▸ **Required work**
Repeat exactly the lines of the listing from the line containing "locate chestnut-backed chickadee" through its last line, and nothing beyond them.
**********
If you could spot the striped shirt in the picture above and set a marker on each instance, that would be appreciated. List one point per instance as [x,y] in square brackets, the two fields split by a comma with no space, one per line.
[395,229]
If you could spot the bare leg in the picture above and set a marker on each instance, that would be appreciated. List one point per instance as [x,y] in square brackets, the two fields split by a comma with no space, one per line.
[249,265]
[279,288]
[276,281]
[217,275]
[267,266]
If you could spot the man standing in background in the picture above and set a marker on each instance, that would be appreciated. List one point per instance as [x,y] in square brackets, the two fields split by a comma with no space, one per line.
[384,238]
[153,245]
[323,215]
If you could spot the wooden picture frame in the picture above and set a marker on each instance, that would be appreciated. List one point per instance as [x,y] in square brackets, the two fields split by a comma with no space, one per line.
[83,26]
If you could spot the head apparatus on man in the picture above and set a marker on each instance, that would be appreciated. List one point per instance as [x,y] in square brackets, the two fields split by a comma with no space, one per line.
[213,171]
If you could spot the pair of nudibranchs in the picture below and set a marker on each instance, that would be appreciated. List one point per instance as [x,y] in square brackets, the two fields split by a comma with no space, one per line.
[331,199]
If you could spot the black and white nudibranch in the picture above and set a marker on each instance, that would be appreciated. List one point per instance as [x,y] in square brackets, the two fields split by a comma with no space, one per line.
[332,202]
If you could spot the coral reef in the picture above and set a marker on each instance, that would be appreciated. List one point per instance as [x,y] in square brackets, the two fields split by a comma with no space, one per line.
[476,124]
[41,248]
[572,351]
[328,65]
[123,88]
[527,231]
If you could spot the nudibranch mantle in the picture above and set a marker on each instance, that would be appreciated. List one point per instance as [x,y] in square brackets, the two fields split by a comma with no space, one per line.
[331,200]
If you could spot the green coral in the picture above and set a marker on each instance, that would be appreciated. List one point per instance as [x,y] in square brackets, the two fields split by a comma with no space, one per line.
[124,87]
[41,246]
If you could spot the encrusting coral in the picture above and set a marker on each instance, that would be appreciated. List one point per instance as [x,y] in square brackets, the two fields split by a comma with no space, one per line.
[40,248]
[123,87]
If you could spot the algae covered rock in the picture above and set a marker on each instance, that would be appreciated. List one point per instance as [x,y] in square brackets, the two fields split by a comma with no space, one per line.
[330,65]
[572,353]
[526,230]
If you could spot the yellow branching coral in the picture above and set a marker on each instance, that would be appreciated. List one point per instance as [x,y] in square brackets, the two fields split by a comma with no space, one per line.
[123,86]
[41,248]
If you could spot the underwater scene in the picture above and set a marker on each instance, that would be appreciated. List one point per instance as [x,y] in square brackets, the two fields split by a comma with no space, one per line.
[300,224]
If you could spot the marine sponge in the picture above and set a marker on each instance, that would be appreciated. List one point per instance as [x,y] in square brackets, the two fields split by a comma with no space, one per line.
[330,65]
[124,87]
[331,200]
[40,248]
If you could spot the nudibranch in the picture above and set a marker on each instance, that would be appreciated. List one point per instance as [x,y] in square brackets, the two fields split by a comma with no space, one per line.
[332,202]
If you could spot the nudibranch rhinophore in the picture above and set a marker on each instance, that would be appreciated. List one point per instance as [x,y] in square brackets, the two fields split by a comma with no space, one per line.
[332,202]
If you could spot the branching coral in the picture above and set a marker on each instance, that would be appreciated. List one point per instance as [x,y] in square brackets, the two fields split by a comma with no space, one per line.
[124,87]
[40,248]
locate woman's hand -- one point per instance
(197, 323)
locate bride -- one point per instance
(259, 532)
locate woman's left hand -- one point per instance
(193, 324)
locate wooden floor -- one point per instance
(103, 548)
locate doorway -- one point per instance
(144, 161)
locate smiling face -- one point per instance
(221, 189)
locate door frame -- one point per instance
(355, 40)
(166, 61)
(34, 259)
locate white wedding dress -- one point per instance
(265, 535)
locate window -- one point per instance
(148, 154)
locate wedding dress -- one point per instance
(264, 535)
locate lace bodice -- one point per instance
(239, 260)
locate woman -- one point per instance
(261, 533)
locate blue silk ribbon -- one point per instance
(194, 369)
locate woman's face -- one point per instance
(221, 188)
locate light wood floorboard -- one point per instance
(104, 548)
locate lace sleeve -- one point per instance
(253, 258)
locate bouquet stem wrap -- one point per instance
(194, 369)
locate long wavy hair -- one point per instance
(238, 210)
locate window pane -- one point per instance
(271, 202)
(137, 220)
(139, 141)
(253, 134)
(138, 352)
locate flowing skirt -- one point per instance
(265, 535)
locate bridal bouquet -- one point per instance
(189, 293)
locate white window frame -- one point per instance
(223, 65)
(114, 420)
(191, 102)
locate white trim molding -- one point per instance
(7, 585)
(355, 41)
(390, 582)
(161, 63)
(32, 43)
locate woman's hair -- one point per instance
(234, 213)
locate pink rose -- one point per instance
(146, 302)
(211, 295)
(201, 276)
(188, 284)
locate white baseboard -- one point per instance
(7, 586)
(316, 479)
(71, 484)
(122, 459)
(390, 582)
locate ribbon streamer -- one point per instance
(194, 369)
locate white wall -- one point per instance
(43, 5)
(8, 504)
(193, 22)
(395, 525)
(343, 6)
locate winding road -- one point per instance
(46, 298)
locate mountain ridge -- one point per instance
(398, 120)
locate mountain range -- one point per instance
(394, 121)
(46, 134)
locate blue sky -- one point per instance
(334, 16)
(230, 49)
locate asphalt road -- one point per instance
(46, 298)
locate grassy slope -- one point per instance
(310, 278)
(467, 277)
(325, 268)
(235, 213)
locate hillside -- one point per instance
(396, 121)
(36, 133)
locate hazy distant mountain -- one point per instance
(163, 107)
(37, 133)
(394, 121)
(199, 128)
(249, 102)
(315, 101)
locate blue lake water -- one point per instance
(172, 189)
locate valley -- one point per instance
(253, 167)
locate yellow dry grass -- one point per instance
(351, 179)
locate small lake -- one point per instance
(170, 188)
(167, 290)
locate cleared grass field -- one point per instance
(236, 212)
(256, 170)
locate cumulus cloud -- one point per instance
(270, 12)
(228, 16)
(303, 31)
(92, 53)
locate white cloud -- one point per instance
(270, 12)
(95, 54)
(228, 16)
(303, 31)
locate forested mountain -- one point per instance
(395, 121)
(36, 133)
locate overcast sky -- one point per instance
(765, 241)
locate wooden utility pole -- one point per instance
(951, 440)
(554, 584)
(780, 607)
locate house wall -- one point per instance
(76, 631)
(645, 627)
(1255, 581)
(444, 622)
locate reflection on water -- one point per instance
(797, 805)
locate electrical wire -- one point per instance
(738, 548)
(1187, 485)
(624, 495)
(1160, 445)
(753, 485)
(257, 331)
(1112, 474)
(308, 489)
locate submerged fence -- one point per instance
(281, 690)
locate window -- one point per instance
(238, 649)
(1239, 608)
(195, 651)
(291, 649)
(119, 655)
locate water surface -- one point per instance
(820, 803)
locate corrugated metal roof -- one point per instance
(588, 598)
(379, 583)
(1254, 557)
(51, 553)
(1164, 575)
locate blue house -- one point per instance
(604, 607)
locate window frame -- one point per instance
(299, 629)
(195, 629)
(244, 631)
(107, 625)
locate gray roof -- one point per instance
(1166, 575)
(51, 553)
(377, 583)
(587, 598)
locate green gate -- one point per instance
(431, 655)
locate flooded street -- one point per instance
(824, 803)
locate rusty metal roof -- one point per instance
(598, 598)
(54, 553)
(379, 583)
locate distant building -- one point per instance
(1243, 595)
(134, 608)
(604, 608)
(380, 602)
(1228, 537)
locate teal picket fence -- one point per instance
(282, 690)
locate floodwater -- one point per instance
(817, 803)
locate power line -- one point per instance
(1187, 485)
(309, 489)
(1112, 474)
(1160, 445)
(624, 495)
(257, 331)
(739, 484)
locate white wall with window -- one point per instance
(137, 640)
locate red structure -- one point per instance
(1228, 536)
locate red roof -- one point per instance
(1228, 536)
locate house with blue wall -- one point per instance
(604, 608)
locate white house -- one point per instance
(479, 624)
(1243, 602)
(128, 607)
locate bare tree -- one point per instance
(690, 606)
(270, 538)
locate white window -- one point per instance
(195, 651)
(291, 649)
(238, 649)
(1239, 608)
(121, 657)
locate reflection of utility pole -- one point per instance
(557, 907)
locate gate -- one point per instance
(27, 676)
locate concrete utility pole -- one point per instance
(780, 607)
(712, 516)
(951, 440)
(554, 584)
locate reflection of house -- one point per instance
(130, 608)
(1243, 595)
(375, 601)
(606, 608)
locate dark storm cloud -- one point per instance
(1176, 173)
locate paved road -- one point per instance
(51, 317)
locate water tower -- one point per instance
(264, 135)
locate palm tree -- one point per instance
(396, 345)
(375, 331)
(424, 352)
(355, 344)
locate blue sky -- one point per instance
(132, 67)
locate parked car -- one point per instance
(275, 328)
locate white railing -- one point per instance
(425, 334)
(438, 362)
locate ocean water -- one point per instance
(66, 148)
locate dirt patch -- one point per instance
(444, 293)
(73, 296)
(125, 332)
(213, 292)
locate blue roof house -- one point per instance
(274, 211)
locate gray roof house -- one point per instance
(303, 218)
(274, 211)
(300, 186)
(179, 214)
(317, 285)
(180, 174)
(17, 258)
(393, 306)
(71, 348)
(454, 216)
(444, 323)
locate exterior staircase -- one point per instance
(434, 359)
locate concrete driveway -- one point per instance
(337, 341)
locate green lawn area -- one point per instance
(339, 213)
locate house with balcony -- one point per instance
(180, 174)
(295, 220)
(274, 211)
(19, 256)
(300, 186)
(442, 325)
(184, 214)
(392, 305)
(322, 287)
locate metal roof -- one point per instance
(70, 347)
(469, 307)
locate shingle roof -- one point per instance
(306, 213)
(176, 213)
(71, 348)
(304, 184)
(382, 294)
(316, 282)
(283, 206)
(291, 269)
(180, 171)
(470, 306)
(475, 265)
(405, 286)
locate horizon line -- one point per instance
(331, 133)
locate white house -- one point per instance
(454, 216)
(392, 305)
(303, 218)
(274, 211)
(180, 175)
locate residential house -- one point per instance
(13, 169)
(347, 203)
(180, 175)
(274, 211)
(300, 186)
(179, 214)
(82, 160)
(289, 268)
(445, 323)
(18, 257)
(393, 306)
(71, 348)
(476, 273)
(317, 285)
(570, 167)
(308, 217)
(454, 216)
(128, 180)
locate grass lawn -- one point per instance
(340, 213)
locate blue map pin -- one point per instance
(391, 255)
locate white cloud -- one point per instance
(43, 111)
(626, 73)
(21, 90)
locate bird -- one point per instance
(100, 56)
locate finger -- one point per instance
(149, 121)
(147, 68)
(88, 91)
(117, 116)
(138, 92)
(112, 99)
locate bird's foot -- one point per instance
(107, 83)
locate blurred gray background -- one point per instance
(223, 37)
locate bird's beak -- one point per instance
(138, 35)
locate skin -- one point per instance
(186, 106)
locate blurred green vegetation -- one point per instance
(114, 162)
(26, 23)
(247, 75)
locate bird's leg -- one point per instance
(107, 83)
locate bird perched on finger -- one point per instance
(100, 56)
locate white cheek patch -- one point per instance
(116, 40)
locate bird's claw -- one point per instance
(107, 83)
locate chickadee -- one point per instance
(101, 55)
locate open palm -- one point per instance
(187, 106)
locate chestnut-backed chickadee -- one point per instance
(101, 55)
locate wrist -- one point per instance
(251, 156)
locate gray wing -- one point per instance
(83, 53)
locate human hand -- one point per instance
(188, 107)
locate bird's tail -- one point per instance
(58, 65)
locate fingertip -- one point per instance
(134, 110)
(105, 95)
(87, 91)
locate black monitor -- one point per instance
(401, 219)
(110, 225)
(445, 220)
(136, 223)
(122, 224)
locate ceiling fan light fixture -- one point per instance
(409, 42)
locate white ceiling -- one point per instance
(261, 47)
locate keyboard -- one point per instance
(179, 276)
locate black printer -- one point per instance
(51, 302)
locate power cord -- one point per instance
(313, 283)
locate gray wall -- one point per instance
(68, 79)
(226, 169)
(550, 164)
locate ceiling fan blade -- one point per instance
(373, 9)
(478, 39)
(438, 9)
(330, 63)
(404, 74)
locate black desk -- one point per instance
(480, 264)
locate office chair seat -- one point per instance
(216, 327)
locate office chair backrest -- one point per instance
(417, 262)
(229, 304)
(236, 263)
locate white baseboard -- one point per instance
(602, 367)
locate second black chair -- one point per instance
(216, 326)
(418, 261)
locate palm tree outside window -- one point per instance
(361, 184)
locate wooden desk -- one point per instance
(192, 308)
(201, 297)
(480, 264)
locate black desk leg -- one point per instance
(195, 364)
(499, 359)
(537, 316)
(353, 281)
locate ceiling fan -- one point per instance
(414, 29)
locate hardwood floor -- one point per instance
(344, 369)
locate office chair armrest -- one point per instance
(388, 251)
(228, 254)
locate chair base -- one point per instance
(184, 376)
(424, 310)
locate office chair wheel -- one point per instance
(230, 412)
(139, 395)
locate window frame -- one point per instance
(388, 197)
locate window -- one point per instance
**********
▸ **Response to the exercise**
locate chestnut-backed chickadee -- one point per instance
(101, 55)
locate wrist -- one point per instance
(251, 156)
locate gray wing -- one point per instance
(83, 53)
locate human hand -- one point per instance
(188, 107)
locate bird's tail -- one point per instance
(58, 65)
locate fingertip -- one point per instance
(134, 110)
(105, 95)
(87, 91)
locate black monitor -- one point per instance
(401, 219)
(110, 225)
(445, 220)
(136, 223)
(122, 224)
locate ceiling fan light fixture -- one point per instance
(409, 42)
locate white ceiling -- one point per instance
(261, 47)
locate keyboard -- one point per instance
(179, 276)
locate black printer -- one point per instance
(51, 302)
locate power cord -- one point per instance
(313, 283)
locate gray wall -- one point per instance
(68, 79)
(226, 169)
(550, 164)
locate ceiling fan blade -- one point per instance
(373, 9)
(478, 39)
(438, 9)
(330, 63)
(404, 74)
locate black desk -- one point per instance
(480, 264)
locate office chair seat -- one point per instance
(216, 327)
locate office chair backrest -- one point per instance
(417, 262)
(229, 304)
(236, 263)
locate white baseboard -- one point per instance
(602, 367)
locate second black chair -- one point per instance
(216, 326)
(418, 261)
locate palm tree outside window -- one point per instance
(361, 184)
locate wooden desk -- one point per instance
(192, 308)
(201, 297)
(480, 264)
locate black desk leg -- one point per instance
(195, 364)
(499, 359)
(537, 316)
(353, 281)
locate ceiling fan -- one point per instance
(414, 29)
locate hardwood floor -- one point per instance
(344, 369)
locate office chair armrest -- one point per instance
(388, 251)
(228, 254)
locate chair base -- one point per instance
(184, 376)
(424, 310)
locate office chair wheel -- one point per instance
(230, 412)
(139, 395)
locate window frame -- one point per instance
(388, 197)
locate window -- one point per instance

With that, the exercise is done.